> Problem to solve
Please give back word for word the lines below, from the first one through the one with "282, row 100".
= = = =
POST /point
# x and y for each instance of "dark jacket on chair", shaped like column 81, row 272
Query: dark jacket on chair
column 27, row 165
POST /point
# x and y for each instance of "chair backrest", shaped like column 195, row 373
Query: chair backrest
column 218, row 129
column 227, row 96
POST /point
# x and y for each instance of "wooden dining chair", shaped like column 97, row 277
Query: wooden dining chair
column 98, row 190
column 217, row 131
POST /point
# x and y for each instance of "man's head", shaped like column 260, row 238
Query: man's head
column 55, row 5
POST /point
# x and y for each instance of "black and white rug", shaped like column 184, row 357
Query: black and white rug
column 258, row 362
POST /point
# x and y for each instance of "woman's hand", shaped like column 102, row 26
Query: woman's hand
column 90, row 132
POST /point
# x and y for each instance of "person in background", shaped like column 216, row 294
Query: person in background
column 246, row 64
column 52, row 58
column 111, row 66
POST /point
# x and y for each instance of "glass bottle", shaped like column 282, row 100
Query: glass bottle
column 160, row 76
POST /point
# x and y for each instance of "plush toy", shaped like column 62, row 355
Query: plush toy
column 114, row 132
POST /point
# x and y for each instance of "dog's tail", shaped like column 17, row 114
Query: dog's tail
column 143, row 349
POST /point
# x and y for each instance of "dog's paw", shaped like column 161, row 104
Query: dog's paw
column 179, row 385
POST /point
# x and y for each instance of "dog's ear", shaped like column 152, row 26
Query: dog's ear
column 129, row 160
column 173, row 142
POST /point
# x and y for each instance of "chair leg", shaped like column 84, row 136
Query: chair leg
= = = =
> Written answer
POST /point
# x and y for each instance of "dark jacket on chair", shaped like column 81, row 272
Query: dark jacket on chair
column 27, row 165
POST /point
# x and y for each instance of "chair backrest", shaped like column 195, row 373
Query: chair backrest
column 218, row 129
column 227, row 96
POST /point
# x and y for each instance of "wooden dining chair", shaped like column 97, row 277
Query: wooden dining chair
column 98, row 190
column 217, row 131
POST /point
# x and y for each instance of "man's head", shaped like column 260, row 238
Query: man's head
column 55, row 5
POST /point
# x and y for each instance of "black and white rug", shaped like column 184, row 357
Query: black and white rug
column 258, row 362
POST /point
# x and y for each instance of "woman's hand", shaped like column 102, row 26
Query: woman's hand
column 90, row 132
POST /point
# x and y for each instance of "person in background", shaped like column 216, row 294
Query: person in background
column 246, row 64
column 52, row 58
column 111, row 66
POST /point
# x and y for each instance of "glass bottle", shaped like column 282, row 100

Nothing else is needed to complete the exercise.